What this exercise asks:
a - In the Desert Island Discs blog post, why does the writer call the New Order concert an awful gig? Answer in one to three sentences.
b - Write the next part of the Desert Island Discs blog post, continuing from its last sentence.

───── Source document

Monday, February 09, 2015

Desert Island Discs

This post has been sitting on the mental back burner for ages, and it's been impossible to make up my mind on the final lineup. To be honest, I still can't, so here is this weeks top 8. It'll probably change by next week, but for the moment...

Shriekback - Hand on My Heart
My brother 'built' a radio as a teenager, a real mongrel of a thing but it worked, and picked up Radio Luxembourg, Radio Hallam and the late night John Peel show, which I listened to when I was supposed to be sleeping. Peel was where I first heard Shriekbacks 'Lined Up', and when 'Hand on My Heart' just sneaked into the charts and was played in the top 40 rundown, I was straight out to Roulette Records in Sheffield to buy the LP, Jam Science. I ended up with a collection of just about everything Shriekback had ever released, including some (so I thought) extremely cool 12" singles. It felt even cooler that hardly anyone else had ever heard of them.


New Order - Crystal
Looking back, it was an awful gig, Sheffield Uni students union, New Order didn't even come on stage until about 10, by which time the hall was filled with drunken Mancunians. The band weren't in a great mood, but Peter Hook never is. But it wasn't enough to put me off. It's hard to pick a top tune, but this will do.

──────────
───── Records provided

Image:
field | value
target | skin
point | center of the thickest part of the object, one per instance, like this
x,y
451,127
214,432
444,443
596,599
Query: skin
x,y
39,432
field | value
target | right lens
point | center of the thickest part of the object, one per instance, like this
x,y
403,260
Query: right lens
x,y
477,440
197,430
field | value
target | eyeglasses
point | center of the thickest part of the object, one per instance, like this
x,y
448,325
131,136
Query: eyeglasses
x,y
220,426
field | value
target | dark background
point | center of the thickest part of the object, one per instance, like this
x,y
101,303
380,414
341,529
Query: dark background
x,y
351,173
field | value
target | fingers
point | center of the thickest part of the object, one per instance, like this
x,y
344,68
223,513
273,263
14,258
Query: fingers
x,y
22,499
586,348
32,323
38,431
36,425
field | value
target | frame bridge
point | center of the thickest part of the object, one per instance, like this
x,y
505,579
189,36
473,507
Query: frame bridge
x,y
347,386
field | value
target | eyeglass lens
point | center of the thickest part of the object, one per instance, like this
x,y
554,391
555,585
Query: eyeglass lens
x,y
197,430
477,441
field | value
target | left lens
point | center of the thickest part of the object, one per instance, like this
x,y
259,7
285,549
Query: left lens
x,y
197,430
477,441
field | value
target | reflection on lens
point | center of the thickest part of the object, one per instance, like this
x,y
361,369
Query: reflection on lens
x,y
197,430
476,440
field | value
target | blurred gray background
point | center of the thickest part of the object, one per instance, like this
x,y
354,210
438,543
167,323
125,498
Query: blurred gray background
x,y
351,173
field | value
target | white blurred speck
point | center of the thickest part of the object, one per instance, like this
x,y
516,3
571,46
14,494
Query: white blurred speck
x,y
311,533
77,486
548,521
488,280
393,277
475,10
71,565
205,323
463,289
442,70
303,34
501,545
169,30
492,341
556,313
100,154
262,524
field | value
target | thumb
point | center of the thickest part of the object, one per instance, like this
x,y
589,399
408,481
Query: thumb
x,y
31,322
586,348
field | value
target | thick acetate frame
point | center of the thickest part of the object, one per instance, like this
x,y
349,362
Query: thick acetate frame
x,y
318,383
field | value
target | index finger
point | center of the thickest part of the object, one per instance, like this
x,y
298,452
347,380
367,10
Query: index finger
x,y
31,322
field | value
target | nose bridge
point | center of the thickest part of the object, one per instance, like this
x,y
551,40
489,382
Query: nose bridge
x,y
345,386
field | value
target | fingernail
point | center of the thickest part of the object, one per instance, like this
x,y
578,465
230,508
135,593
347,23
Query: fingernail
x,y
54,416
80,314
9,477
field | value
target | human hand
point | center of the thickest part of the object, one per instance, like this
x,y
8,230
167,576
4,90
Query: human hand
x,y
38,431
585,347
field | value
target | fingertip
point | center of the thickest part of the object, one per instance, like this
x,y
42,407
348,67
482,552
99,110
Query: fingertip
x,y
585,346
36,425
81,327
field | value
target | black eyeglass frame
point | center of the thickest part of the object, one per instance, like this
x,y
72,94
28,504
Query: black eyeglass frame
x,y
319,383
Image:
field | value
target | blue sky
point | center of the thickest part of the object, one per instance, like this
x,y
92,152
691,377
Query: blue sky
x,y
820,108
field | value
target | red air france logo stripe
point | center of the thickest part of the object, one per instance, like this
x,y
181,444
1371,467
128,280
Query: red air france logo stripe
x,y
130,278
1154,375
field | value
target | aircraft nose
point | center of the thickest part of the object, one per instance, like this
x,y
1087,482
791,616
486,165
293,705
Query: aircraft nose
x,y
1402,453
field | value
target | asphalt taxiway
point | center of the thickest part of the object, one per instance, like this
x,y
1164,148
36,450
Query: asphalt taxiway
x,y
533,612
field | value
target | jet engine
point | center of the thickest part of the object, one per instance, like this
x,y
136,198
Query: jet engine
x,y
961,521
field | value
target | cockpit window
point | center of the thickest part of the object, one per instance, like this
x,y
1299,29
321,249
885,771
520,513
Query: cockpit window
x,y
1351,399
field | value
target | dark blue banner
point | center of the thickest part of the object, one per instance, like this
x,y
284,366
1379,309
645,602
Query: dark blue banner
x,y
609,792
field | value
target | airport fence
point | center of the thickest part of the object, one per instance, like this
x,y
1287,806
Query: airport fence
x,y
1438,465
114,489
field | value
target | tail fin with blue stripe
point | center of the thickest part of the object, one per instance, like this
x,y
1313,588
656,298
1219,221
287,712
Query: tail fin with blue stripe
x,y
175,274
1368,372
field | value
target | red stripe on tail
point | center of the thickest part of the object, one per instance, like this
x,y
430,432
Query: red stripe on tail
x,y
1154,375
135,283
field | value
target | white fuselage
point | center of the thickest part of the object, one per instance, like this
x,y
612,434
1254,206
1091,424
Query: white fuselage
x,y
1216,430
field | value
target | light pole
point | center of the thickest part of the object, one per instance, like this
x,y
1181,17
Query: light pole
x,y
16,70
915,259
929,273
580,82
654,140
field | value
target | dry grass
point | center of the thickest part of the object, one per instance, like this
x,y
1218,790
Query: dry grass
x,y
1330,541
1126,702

──────────

Answers by task:
a - New Order didn't come on stage until about 10, and by then the hall was full of drunken Mancunians. The band also weren't in a great mood.

b -
Newsboys - Breakfast
I'm not a Greenbelt groupie but hearing the Newsboys live there was a major highlight (along with Andy Hawthorne getting everyone doing 'Jumping in the House of God'). 'Christian' music has, by and large, been flaccid and uninspiring, you can't say that about this lot. The lyrics are great too "That day he bought those pine pyjamas/his cheque was good with God"


The Choir - Fine Fun Time
Another Greenbelt revelation, my first ever CD purchase (remember cassettes anyone?) and probably my favourite band. Consistently brilliant over 25 years, atmospheric, mysterious, and if I can't think what else to put on in the car, it's this lot. If you want a flavour, try Circle Slide, probably their best album (20 years old this month). Again, hard to pick a favourite, but this one always puts a spring in my step. Not an official video, just a random set of home movies, but it gets the spirit of the thing:


U2 - Gone
Like most people who converted to U2, I did so round about the Joshua Tree. They probably peaked with the next one, Achtung Baby, and every CD since has been a real mixed bag - but each with 2 or 3 classic tracks. My longlist of U2 songs for the desert island reaches about 20 (Zooropa, Acrobat, Magnificent, Every Breaking Wave, Invisible, Zoo Station, Red Hill Mining Town...), but Gone, from the Pop CD, clinches it. Couldn't find an official video, so here's a live version.


Thomas Tallis - Spem in Alium
Best to close your eyes for this, gorgeous, and the only 'classical' piece in here. Run close by the Jan Garbarek/Hilliard Ensemble 'Officium' CD for atmospheric choral music.


Moby - Lift Me Up
I got into Moby about 2 weeks before the rest of the world after hearing Natural Blues. His James Bond theme tune is superb, and so is this.


Jean Michel Jarre - Ethnicolor 1 (especially from 7:45, where it really takes off)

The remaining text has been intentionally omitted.